[Stored data]
===

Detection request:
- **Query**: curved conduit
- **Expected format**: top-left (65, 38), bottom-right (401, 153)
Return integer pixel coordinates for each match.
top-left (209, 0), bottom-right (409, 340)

===

**EXERCISE INSTRUCTIONS:** None of the records may be omitted or altered when they are given again.

**SOLUTION:**
Detection request:
- **Query**: curved conduit
- **Expected format**: top-left (65, 38), bottom-right (401, 153)
Return integer pixel coordinates for each match.
top-left (209, 0), bottom-right (409, 340)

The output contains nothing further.